> _抜粋_:
┄┄┄┄┄┄┄┄┄┄

テルモによるOrganOx買収の戦略的意義
テルモによるOrganOx買収の戦略的意義[クリックで拡大] 出所:テルモ

 また、臓器移植という高成長市場への本格参入と高収益なビジネスモデルの獲得や、テルモの既存事業とのシナジーを生かした新たなソリューション創出によって「テルモグループ全体の価値最大化に寄与する買収案件であると確信している」(鮫島氏)という。

 2008年にオックスフォード大学からスピンアウトする形で創業したOrganOxは、臓器提供者(ドナー)から摘出した移植用臓器を従来よりも長期間保存できる臓器保存デバイス「metra」を展開している。2021年に肝臓用のmetraがFDA(米国食品医薬局)の承認を取得したことを契機に事業を急速に拡大しており、2023年に営業黒字化、2024年には売上高5522万6000ポンド、営業利益713万9000ポンドとなり営業利益率は17%に達している。

┄┄┄┄┄┄┄┄┄┄

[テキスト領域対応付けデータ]

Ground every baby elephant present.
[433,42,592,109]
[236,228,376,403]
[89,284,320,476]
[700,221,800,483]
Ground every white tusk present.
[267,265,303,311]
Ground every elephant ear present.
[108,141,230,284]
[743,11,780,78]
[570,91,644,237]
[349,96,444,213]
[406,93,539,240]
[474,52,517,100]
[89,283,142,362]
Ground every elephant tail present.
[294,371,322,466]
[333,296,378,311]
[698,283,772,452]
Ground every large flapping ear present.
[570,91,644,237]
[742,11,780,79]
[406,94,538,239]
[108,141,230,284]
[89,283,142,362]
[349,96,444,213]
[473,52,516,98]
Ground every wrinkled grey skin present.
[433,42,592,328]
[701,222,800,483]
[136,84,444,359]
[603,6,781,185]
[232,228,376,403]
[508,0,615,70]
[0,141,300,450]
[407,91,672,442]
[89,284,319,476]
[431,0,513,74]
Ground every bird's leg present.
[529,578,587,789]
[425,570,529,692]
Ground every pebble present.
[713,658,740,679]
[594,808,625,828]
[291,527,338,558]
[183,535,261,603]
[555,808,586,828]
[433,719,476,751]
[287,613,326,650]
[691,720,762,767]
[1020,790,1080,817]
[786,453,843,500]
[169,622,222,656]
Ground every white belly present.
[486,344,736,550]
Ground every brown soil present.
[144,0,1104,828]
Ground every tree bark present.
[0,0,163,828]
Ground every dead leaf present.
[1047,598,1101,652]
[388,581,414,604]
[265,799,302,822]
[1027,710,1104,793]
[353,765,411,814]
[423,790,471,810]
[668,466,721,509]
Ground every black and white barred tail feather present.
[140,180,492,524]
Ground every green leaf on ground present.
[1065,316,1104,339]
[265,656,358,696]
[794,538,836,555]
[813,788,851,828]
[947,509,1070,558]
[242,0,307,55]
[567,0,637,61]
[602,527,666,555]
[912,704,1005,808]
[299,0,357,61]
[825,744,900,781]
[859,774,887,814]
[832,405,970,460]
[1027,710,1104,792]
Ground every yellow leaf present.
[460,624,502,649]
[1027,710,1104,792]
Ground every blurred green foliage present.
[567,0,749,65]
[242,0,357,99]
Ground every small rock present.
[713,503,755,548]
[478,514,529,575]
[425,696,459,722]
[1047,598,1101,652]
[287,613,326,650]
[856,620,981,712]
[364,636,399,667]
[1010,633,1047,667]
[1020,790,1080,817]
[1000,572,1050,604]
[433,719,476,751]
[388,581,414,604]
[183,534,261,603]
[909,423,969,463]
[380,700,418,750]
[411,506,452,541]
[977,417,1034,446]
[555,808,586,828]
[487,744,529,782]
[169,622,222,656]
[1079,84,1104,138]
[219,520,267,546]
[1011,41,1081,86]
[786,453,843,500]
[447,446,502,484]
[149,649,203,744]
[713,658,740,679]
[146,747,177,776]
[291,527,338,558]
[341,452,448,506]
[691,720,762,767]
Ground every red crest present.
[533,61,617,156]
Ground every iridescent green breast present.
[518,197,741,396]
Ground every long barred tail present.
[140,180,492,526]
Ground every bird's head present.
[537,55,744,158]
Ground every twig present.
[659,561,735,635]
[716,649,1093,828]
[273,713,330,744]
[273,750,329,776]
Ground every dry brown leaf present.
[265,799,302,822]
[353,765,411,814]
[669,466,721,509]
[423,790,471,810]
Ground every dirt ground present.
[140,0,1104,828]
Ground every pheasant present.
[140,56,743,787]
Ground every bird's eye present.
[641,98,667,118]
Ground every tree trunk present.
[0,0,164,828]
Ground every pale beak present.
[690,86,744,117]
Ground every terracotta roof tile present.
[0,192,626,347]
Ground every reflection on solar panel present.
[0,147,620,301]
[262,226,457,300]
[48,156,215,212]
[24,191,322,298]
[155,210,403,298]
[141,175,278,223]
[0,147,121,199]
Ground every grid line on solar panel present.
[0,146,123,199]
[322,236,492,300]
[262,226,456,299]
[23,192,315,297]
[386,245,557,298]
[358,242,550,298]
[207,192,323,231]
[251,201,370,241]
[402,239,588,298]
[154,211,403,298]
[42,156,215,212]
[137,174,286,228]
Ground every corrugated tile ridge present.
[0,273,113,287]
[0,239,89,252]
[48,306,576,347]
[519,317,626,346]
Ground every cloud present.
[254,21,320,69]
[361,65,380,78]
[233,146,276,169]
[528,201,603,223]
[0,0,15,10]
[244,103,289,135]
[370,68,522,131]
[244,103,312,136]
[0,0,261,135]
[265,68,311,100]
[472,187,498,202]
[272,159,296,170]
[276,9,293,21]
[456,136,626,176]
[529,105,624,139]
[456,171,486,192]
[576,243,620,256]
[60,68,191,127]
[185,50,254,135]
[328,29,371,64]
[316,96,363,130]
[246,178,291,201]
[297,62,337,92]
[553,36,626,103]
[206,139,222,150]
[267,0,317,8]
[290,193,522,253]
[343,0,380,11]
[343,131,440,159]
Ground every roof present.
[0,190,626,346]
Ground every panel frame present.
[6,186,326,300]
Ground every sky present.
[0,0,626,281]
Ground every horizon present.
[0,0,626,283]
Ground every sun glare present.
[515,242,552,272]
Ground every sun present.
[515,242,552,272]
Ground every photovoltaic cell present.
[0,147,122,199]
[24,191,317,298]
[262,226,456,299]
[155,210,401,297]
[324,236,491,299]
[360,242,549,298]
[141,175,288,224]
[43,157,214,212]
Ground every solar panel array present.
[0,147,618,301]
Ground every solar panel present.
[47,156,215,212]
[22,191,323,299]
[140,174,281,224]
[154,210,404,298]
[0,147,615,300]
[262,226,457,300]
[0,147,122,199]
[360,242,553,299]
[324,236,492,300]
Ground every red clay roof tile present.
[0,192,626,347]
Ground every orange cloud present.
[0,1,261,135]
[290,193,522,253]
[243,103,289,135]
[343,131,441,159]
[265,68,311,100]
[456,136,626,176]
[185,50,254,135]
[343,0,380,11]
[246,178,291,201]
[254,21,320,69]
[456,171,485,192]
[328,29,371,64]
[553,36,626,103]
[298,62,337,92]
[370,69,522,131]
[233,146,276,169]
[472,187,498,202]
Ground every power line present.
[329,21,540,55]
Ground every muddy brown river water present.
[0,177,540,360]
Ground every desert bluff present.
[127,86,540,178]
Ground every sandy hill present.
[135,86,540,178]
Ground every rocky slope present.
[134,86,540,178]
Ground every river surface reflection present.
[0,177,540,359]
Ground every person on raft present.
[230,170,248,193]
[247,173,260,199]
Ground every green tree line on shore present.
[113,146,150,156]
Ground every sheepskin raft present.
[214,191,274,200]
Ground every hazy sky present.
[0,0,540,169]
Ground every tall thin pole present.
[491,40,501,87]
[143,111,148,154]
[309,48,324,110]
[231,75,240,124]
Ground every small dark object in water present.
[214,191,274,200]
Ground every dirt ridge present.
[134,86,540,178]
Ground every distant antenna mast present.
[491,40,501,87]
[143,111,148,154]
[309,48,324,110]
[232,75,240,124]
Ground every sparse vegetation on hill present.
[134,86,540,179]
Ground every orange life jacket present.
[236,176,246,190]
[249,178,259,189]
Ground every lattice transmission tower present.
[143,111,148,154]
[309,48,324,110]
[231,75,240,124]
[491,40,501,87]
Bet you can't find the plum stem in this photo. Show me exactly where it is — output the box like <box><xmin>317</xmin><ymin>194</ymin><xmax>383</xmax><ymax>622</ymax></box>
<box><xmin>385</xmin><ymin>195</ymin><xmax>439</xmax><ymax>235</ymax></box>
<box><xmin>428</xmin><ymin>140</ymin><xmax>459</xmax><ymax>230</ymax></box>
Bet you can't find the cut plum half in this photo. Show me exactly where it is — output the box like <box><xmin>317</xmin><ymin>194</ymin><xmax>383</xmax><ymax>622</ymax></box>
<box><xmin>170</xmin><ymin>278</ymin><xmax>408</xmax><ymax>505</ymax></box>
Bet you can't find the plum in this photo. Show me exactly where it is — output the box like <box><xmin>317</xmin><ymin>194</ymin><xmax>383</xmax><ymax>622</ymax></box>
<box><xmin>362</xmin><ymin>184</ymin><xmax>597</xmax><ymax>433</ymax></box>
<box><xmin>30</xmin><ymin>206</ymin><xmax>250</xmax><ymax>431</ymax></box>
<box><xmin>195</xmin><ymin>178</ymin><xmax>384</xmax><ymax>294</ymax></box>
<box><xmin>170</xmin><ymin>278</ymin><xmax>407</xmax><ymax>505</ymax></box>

┄┄┄┄┄┄┄┄┄┄

> _設問 A_:
OrganOx買収に関する抜粋について、次の問いに答えよ。
(i) OrganOxは何年に、どこからスピンアウトする形で創業したか。
(ii) 肝臓用のmetraがFDAの承認を取得したのは何年か。
(iii) 鮫島氏は、この買収がどのような案件であると確信していると述べているか。
> _設問 B_:
テルモによるOrganOx買収についての抜粋を、最後の文に続けて書き継げ。

> _解答 A_:
(i) 2008年、オックスフォード大学から。
(ii) 2021年。
(iii) テルモグループ全体の価値最大化に寄与する買収案件。

> _解答 B_:
OrganOxの概要
OrganOxの概要[クリックで拡大] 出所:テルモ

 鮫島氏は、今回のOrganOxの買収が極めて優良な買収案件であることを強調した。「買収ターゲットを選ぶ上では5つのクライテリアを重視している。1つ目は技術の真正性で、その技術が本当に医療に貢献しているのかどうか。2つ目は競争優位性で、簡単にまねできないような技術やビジネスモデルを構築できているか。3つ目はテルモとのシナジー。4つ目は、成長性や収益性といった財務の魅力。そして5つ目がテルモとの企業文化の親和性になる。これら5つを満たす会社がめったにないが、OrganOxは全て満たすまれに見る案件であり、私自身とてもワクワクしている。後年振り返った時にも、あの買収は見事だったと評価してもらえると確信している」(同氏)という。

 なお、テルモはOrganOxのmetra向けに2017年からCDI(連続血液ガス分析)システムを提供してきた関係にある。その上で2025年3月にテルモのCVC(コーポレートベンチャーキャピタル)であるTerumo Venturesから出資しており、それから約半年での買収となった。